-- begin --

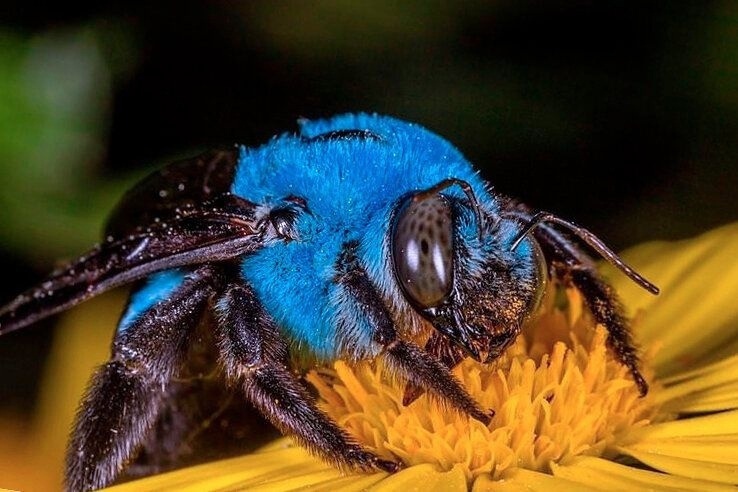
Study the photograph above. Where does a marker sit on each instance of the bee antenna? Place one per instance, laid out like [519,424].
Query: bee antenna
[591,240]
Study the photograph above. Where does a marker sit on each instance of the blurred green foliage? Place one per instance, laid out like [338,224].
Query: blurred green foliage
[619,115]
[55,91]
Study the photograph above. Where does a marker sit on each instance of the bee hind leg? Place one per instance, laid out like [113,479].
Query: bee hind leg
[126,394]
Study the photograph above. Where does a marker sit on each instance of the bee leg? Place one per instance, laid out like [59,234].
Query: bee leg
[255,355]
[441,348]
[126,394]
[420,368]
[571,265]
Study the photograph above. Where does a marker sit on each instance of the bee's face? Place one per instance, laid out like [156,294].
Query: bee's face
[467,279]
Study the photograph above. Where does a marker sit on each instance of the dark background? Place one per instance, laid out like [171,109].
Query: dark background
[621,116]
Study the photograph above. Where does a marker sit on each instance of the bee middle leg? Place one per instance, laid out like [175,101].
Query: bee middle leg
[255,355]
[126,394]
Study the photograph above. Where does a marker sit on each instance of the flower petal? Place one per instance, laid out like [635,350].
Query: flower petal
[271,469]
[696,315]
[600,473]
[521,479]
[700,447]
[711,388]
[423,477]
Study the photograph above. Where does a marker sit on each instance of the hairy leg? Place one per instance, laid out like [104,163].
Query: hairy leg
[125,394]
[255,356]
[572,266]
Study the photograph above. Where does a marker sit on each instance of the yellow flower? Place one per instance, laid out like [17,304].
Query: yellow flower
[567,415]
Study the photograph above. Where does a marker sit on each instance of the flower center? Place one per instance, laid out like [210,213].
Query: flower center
[557,392]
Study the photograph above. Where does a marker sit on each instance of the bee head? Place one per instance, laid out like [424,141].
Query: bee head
[459,265]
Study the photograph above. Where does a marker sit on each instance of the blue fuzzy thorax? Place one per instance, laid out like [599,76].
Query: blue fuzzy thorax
[352,188]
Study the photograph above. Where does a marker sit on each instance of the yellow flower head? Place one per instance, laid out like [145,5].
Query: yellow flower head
[558,393]
[568,416]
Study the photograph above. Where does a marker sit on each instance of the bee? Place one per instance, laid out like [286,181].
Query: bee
[352,238]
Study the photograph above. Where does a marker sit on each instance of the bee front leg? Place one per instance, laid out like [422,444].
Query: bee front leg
[125,395]
[573,266]
[255,356]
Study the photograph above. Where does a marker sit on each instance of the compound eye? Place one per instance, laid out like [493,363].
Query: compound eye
[422,250]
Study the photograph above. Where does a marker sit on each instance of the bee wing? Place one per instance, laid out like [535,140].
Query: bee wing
[177,186]
[180,231]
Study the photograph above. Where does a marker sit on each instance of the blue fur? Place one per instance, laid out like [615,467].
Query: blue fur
[158,287]
[352,188]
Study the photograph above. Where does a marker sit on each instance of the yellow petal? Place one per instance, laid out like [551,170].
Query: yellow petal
[713,387]
[258,471]
[423,478]
[522,480]
[695,469]
[608,475]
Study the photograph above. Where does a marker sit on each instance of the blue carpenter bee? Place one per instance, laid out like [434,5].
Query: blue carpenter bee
[351,239]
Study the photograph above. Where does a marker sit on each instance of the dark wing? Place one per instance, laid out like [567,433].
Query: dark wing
[177,186]
[183,230]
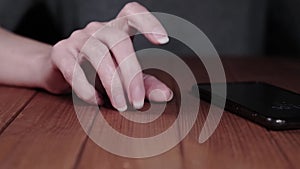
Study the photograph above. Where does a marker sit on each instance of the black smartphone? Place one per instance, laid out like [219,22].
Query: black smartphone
[270,106]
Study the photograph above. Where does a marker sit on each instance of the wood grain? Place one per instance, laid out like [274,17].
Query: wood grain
[46,134]
[12,101]
[43,131]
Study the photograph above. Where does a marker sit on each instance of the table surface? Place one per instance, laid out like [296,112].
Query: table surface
[40,130]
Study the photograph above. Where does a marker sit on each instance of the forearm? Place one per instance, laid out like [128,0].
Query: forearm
[22,61]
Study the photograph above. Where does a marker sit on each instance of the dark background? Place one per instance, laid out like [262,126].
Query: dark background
[280,35]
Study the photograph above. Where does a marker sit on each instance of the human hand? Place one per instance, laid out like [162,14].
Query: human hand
[106,46]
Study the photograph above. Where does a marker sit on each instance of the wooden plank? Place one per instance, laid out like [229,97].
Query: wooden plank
[289,144]
[238,143]
[46,134]
[12,101]
[94,156]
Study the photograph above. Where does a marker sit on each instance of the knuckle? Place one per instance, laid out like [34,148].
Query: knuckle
[130,7]
[93,25]
[67,73]
[76,33]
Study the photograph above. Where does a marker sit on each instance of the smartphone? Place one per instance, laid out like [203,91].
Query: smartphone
[267,105]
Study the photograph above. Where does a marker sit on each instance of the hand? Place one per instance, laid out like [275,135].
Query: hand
[106,46]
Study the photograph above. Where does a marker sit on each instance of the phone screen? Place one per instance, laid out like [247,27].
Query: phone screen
[268,105]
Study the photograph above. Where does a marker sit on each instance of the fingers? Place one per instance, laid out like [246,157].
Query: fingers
[138,17]
[156,90]
[121,46]
[99,56]
[74,75]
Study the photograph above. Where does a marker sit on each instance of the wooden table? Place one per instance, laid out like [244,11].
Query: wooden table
[40,130]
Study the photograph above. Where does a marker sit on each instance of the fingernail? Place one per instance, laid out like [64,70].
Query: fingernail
[120,103]
[160,36]
[170,95]
[122,109]
[138,104]
[138,96]
[160,96]
[162,39]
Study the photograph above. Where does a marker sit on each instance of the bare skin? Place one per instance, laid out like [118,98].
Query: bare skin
[29,63]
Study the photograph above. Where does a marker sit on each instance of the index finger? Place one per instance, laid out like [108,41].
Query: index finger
[139,18]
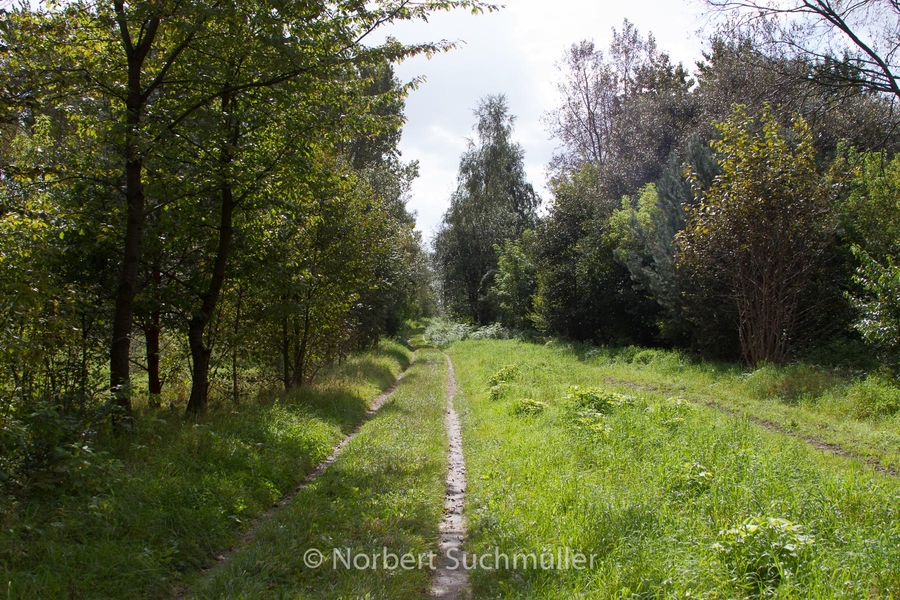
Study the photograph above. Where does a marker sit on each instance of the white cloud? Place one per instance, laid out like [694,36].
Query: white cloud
[513,52]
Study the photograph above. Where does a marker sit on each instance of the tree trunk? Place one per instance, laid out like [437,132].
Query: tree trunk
[209,299]
[123,315]
[286,353]
[151,338]
[234,347]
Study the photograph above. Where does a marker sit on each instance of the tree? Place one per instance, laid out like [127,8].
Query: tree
[492,203]
[583,292]
[623,111]
[853,43]
[515,283]
[873,222]
[761,230]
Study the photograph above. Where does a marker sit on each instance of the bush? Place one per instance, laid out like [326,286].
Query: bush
[528,407]
[792,382]
[762,551]
[443,333]
[597,400]
[48,445]
[670,412]
[876,396]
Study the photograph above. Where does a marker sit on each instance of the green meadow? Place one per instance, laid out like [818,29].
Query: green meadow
[619,456]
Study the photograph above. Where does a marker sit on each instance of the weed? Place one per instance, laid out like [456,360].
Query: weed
[596,399]
[875,396]
[528,407]
[761,552]
[496,391]
[670,412]
[506,374]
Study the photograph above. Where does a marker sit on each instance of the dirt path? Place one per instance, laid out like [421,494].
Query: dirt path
[248,535]
[451,580]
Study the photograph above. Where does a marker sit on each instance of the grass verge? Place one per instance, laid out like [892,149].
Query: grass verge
[857,414]
[383,497]
[151,508]
[672,499]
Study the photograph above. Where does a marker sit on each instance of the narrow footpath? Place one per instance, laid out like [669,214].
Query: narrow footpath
[451,580]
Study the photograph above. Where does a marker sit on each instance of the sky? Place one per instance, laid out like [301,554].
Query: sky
[514,52]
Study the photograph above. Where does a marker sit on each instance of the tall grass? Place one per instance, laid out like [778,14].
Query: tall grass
[384,494]
[151,507]
[675,499]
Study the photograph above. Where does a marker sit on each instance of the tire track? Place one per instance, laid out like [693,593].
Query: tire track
[450,579]
[377,403]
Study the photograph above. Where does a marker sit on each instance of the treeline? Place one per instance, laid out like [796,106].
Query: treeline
[203,192]
[747,210]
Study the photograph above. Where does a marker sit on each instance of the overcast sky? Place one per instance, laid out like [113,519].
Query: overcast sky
[513,52]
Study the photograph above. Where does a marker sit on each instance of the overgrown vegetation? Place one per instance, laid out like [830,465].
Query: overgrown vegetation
[383,495]
[131,517]
[672,497]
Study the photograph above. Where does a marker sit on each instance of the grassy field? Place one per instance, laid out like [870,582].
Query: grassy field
[674,499]
[382,497]
[858,414]
[147,510]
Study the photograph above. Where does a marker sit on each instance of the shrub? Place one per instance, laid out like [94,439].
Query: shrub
[792,382]
[506,374]
[528,407]
[597,400]
[876,396]
[762,551]
[670,412]
[491,332]
[443,333]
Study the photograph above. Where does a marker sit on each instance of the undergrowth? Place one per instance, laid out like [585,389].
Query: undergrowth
[147,508]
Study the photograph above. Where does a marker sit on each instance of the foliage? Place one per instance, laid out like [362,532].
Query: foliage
[137,516]
[577,270]
[492,203]
[761,552]
[528,407]
[873,215]
[759,236]
[659,505]
[442,333]
[515,283]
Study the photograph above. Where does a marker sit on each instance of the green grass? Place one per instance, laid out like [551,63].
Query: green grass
[385,491]
[859,414]
[147,510]
[675,499]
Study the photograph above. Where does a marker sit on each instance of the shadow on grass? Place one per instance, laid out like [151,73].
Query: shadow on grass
[383,495]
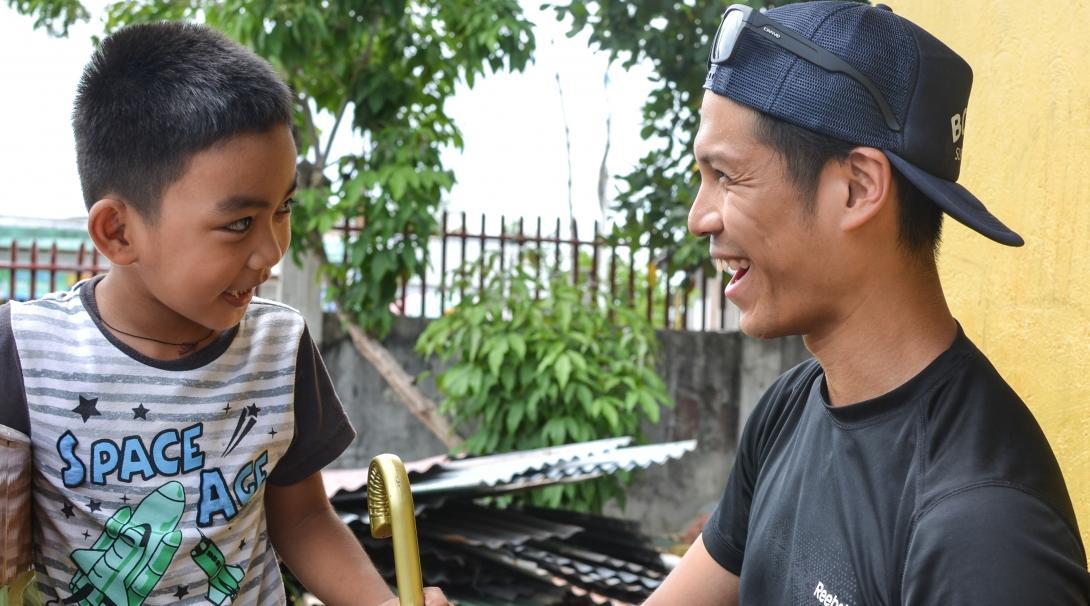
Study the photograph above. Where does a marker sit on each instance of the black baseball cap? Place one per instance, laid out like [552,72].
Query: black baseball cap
[923,83]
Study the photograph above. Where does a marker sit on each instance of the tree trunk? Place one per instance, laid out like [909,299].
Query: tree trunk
[420,405]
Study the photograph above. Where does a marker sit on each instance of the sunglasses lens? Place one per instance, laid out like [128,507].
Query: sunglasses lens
[729,31]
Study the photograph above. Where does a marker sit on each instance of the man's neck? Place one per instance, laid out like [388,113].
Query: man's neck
[893,330]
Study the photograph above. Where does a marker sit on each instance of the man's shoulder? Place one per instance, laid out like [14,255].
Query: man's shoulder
[980,437]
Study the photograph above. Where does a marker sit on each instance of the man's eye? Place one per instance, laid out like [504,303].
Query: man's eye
[240,226]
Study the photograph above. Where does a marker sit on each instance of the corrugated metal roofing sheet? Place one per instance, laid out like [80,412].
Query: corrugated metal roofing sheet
[519,556]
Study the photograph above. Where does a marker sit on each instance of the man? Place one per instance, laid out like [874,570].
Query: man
[897,467]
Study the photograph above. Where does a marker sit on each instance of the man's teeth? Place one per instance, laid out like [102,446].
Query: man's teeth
[730,266]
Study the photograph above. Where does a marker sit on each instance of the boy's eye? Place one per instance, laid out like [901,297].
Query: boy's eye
[240,226]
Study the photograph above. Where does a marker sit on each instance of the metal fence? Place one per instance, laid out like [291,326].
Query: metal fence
[630,273]
[28,270]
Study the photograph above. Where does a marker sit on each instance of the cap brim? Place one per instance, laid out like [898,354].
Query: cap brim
[956,202]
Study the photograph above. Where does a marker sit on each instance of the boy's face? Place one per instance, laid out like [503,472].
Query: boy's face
[220,229]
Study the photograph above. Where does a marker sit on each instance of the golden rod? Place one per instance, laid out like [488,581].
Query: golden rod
[389,505]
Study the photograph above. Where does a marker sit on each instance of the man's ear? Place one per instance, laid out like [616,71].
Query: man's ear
[870,183]
[110,223]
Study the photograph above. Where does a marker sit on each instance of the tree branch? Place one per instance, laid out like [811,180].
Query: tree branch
[364,61]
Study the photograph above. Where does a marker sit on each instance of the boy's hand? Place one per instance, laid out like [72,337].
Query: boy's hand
[433,596]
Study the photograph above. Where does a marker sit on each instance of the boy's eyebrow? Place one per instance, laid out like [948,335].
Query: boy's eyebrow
[237,203]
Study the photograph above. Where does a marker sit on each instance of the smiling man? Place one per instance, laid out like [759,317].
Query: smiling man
[897,467]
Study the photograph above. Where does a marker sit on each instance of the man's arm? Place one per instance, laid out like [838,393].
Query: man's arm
[697,581]
[994,544]
[322,552]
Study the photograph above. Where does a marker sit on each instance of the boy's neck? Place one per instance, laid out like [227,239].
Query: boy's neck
[134,316]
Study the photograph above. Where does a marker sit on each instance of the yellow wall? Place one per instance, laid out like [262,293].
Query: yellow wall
[1028,158]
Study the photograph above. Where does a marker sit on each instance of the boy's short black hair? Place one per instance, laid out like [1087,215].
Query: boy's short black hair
[154,95]
[806,153]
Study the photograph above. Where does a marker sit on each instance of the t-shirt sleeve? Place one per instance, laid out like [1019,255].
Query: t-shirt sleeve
[994,544]
[13,412]
[726,531]
[322,428]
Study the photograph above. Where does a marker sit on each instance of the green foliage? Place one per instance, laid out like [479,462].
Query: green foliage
[528,372]
[674,37]
[384,68]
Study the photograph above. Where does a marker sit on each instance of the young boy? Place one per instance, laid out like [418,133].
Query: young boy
[178,425]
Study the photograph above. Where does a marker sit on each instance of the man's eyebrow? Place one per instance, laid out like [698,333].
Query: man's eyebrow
[238,203]
[715,157]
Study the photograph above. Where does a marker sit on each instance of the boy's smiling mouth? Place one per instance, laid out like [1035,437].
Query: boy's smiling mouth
[239,298]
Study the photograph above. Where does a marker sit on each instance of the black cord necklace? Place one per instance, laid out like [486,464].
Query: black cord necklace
[183,348]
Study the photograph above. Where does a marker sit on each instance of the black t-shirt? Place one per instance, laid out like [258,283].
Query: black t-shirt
[942,492]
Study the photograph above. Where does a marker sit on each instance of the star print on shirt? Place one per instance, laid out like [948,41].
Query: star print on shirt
[246,422]
[87,408]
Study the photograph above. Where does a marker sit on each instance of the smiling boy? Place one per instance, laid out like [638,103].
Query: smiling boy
[896,468]
[178,425]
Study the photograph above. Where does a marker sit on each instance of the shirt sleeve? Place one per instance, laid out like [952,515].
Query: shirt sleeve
[322,428]
[13,412]
[994,544]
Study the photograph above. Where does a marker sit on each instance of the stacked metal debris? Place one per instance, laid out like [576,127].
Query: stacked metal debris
[484,556]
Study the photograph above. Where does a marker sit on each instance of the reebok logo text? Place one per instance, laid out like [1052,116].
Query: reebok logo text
[826,598]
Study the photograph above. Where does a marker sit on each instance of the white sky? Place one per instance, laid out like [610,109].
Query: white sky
[515,161]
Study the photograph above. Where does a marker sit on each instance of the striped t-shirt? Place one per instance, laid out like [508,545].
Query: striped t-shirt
[148,475]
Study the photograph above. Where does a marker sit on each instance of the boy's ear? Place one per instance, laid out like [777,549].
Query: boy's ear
[110,223]
[870,182]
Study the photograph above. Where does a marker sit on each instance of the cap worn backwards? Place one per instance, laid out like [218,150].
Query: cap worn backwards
[924,83]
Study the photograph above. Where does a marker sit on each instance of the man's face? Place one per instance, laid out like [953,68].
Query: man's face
[220,229]
[782,255]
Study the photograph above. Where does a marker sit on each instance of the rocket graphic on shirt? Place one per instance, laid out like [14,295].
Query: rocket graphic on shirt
[131,555]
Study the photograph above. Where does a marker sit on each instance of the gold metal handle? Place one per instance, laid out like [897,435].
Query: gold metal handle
[389,505]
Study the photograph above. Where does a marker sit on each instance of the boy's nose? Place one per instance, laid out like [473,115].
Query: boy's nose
[269,250]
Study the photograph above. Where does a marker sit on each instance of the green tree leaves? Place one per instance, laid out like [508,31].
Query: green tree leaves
[529,373]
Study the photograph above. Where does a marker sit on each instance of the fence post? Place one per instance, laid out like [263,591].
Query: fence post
[301,289]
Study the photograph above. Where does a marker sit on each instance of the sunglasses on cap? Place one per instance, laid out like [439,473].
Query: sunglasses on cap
[738,17]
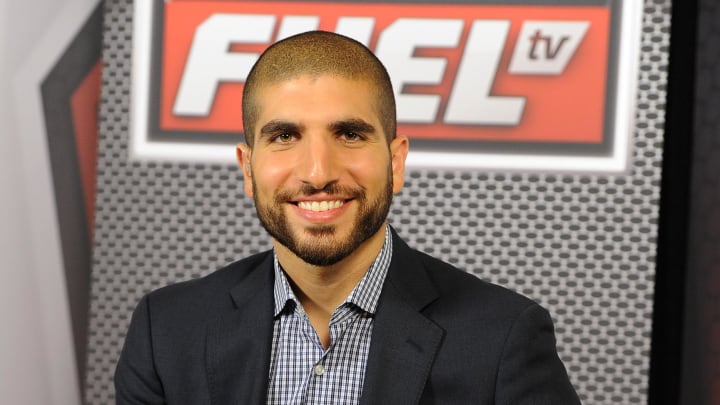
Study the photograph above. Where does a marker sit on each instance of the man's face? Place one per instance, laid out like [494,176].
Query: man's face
[320,170]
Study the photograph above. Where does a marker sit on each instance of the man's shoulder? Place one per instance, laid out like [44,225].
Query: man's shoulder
[469,290]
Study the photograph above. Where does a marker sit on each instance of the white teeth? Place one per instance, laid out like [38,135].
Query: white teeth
[320,206]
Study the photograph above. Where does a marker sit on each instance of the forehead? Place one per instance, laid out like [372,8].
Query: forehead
[316,96]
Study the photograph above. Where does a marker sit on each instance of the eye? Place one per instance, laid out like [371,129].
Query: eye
[351,136]
[284,137]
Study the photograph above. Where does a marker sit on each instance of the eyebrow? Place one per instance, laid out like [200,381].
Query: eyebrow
[278,126]
[353,125]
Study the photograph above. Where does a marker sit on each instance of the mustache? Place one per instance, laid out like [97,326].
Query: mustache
[307,190]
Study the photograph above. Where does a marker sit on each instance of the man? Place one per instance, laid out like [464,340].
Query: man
[341,311]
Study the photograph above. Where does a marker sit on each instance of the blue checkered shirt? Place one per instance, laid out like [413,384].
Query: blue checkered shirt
[301,371]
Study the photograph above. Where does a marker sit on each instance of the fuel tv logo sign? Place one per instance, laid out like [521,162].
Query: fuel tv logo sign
[527,87]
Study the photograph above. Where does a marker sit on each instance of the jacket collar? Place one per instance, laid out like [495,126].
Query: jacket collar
[239,340]
[403,348]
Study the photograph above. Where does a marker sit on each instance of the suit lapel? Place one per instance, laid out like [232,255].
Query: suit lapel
[404,342]
[239,341]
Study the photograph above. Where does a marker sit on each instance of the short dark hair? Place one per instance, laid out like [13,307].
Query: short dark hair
[318,53]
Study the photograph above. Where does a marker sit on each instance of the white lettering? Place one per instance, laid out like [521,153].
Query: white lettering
[470,101]
[294,24]
[210,61]
[396,47]
[546,47]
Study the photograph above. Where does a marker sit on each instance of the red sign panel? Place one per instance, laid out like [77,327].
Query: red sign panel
[460,72]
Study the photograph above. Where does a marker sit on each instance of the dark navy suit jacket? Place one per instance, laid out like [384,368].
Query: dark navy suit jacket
[440,336]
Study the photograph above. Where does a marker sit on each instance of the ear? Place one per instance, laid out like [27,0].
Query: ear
[244,154]
[398,153]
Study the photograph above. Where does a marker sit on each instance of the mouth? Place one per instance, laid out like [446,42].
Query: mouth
[320,206]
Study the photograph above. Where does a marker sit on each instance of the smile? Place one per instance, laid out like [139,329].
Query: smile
[320,206]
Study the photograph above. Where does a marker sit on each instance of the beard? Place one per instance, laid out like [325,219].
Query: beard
[324,247]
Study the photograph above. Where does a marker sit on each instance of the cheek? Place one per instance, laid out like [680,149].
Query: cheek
[271,174]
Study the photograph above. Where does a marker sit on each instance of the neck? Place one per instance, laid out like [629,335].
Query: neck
[324,288]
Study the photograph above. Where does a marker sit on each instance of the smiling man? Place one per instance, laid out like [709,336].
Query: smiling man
[341,311]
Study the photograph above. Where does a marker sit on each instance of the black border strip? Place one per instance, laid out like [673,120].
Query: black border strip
[57,88]
[672,247]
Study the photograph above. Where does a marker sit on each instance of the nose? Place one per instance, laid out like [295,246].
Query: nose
[318,163]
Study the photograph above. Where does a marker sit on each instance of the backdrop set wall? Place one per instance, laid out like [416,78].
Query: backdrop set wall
[580,240]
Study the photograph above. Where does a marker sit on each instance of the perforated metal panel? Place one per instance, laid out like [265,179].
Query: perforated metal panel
[582,245]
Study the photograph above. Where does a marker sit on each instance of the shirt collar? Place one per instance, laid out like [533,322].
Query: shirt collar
[365,294]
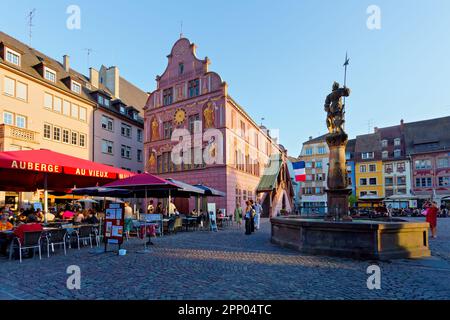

-- end --

**Stated problem**. Rewrite everything from the line containing "out like [416,78]." down to the end of the entries as a Markdown table with the columns Row and Line, giving each line its own numbered row and skipping blank lines. Leave the pictures out of the table.

**Answer to the problem**.
| Row | Line |
|---|---|
| 1 | Study the photograph above. Where does a marker sit on each instance of the backdrop set wall? Place one per instance, laid out like [416,78]. |
| 2 | Query: backdrop set wall |
| 3 | [580,240] |
| 4 | Study the photograph above. Where does a marker sit on each instance of the perforated metal panel? Place one per instance, laid out like [265,179]. |
| 5 | Query: perforated metal panel |
| 6 | [582,245] |
| 7 | Study the photograph above. Where does a marker sit on each instance of the shirt collar? Place one per instance, laid out like [533,322]. |
| 8 | Query: shirt collar |
| 9 | [365,294] |